GIVEN INSTRUCTION 1: In the rows, starting at the line that contains "hood, then give the position of each instance." and ending at the last row, write out every line again, requests included. Multiply each coordinate in the answers by 1.75 and round to whole numbers, with halves going up.

EXCERPTED TEXT:
-.-.-
The building is a single room that was designed by American architect George W. Kelham. The style of the building is late 19th-century or early 20th-century Italian Renaissance Revival architecture. The exterior features a red Mission tiled roof, and five arches with Corinthian columns and pilasters.

Mosaics 
The loggia's side walls are decorated with mosaics created by Helen Bruton, Margaret Bruton, and Ester Bruton for the Public Works of Art Project; with imagery of Saint Francis of Assisi with animals, and another panel with children and animals. The Bruton sisters were originally from Alameda, California and had helped revitalize the art of decorative mosaics.

Murals 
On the interior, there is wood paneling, with carved flower details around the door frames; and with four painted murals in the upper section depicting four scenes of Noah's Ark and animals. The four interior murals were painted with egg tempera, which were begun in 1933 and completed in 1938, painted by Helen Katharine Forbes and Dorothy Wagner Puccinelli for the Federal Art Project.
-.-.-
GIVEN INSTRUCTION 2: Based on the text about the building, state whether each statement agrees with it, and quote the words that decide: (a) The building was designed by George W. Kelham. (b) The four interior murals were painted in oil. (c) The mosaics were made for the Federal Art Project.

(Rows from a data source)
-.-.-
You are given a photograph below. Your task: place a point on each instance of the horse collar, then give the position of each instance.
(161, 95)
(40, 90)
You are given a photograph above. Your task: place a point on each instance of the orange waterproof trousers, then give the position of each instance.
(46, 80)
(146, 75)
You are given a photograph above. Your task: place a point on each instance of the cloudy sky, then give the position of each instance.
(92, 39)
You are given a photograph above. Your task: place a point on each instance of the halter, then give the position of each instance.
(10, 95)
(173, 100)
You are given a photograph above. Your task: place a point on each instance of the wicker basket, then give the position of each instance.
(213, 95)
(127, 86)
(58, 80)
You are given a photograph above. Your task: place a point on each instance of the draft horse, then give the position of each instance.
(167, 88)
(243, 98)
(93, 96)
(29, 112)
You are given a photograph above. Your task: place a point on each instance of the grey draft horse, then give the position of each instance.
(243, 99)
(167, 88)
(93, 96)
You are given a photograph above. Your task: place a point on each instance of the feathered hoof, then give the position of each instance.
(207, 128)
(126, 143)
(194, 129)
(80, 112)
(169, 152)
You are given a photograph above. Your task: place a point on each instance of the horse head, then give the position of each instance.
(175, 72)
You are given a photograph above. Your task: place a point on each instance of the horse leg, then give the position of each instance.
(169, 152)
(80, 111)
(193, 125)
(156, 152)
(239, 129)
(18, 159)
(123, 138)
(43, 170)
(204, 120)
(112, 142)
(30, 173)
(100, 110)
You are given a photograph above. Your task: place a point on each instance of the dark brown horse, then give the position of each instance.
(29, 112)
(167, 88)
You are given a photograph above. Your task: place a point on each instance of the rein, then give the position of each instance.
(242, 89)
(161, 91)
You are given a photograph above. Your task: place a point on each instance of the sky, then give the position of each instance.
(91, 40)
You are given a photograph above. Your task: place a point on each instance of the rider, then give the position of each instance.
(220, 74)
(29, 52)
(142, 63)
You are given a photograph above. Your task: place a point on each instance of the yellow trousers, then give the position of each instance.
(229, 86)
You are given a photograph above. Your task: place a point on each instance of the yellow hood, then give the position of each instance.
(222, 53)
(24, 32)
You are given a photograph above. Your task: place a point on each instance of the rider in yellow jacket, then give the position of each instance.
-.-.-
ANSWER 1:
You are given a photograph above. Your task: place a point on each instance of the yellow hood, then give the position of each instance.
(389, 93)
(42, 56)
You are given a photograph above. Your task: place a point on each instance of the rider in yellow jacket, then give the position of each instance.

ANSWER 2:
(a) Yes: "designed by American architect George W. Kelham"
(b) No: "The four interior murals were painted with egg tempera"
(c) No: "created by Helen Bruton, Margaret Bruton, and Ester Bruton for the Public Works of Art Project"